Text shown:
-*-

Scientists have created the world's first living, self-healing robots using stem cells from frogs.
Named xenobots after the African clawed frog (Xenopus laevis) from which they take their stem cells, the machines are less than a millimetre (0.04 inches) wide -- small enough to travel inside human bodies. They can walk and swim, survive for weeks without food, and work together in groups.
These are "entirely new life-forms," said the University of Vermont, which conducted the research with Tufts University.
Stem cells are unspecialized cells that have the ability to develop into different cell types. The researchers scraped living stem cells from frog embryos, and left them to incubate. Then, the cells were cut and reshaped into specific "body forms" designed by a supercomputer -- forms "never seen in nature," according to a news release from the University of Vermont.
The cells then began to work on their own -- skin cells bonded to form structure, while pulsing heart muscle cells allowed the robot to move on its own. Xenobots even have self-healing capabilities; when the scientists sliced into one robot, it healed by itself and kept moving.
"These are novel living machines," said Joshua Bongard, one of the lead researchers at the University of Vermont, in the news release. "They're neither a traditional robot nor a known species of animal. It's a new class of artifact: a living, programmable organism."
Xenobots don't look like traditional robots -- they have no shiny gears or robotic arms. Instead, they look more like a tiny blob of moving pink flesh. The researchers say this is deliberate -- this "biological machine" can achieve things typical robots of steel and plastic cannot.
Traditional robots "degrade over time and can produce harmful ecological and health side effects," researchers said in the study, which was published Monday in the Proceedings of the National Academy of Sciences. As biological machines, xenobots are more environmentally friendly and safer for human health, the study said.
The xenobots could potentially be used toward a host of tasks, according to the study, which was partially funded by the Defense Advanced Research Projects Agency, a federal agency that oversees the development of technology for military use.

-*-

(Image-backed grounding data)
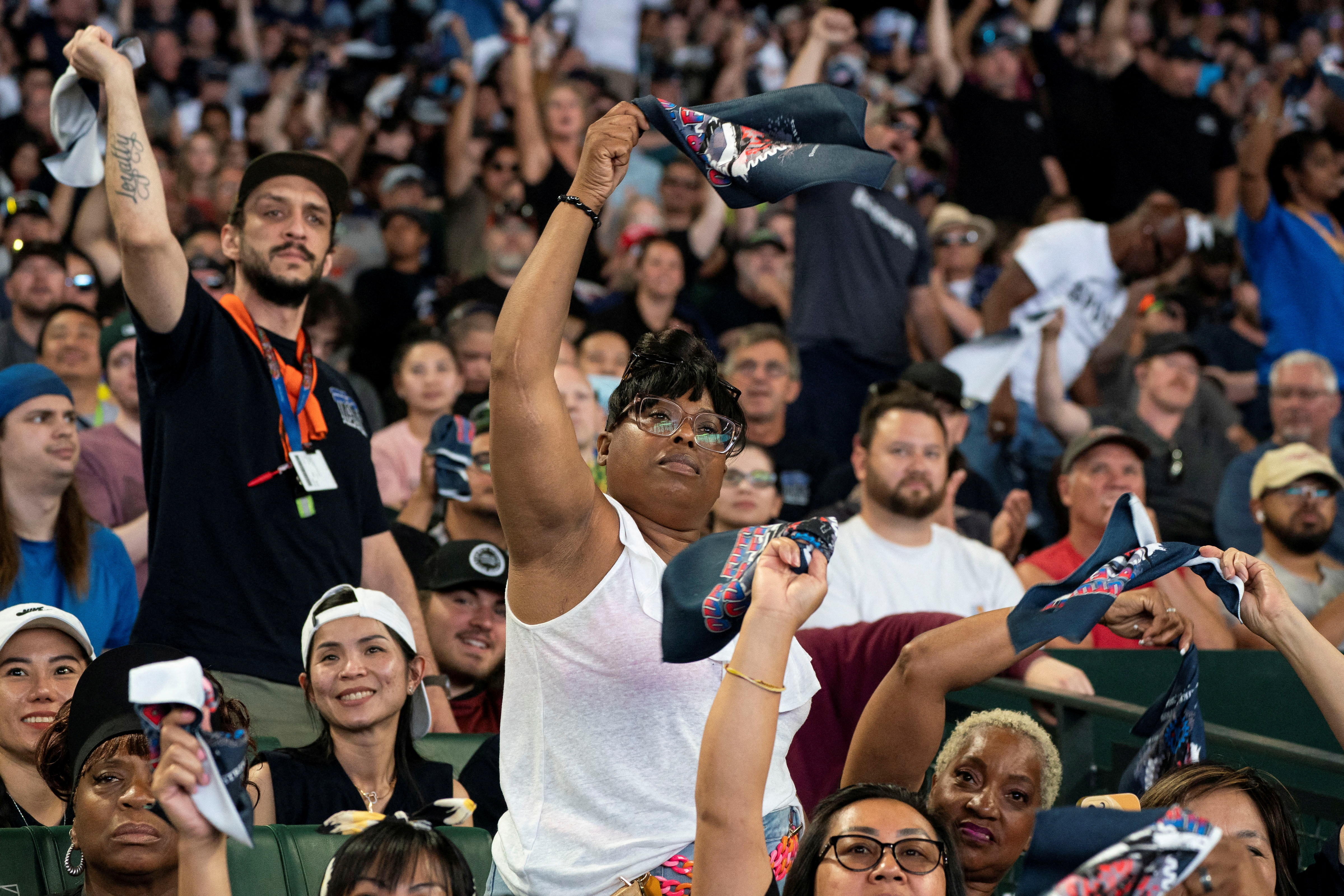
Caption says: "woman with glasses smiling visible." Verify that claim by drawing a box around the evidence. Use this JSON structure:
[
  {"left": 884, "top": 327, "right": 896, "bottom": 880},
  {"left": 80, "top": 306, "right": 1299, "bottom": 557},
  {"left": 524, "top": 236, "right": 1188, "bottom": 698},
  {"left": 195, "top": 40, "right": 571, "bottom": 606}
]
[
  {"left": 694, "top": 539, "right": 966, "bottom": 896},
  {"left": 710, "top": 445, "right": 783, "bottom": 532},
  {"left": 485, "top": 103, "right": 818, "bottom": 896}
]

-*-

Work order: Copy the passage from the xenobots article starting with "Stem cells are" and going on through "University of Vermont.". The records play no part in the work here.

Response to this task:
Stem cells are unspecialized cells that have the ability to develop into different cell types. The researchers scraped living stem cells from frog embryos, and left them to incubate. Then, the cells were cut and reshaped into specific "body forms" designed by a supercomputer -- forms "never seen in nature," according to a news release from the University of Vermont.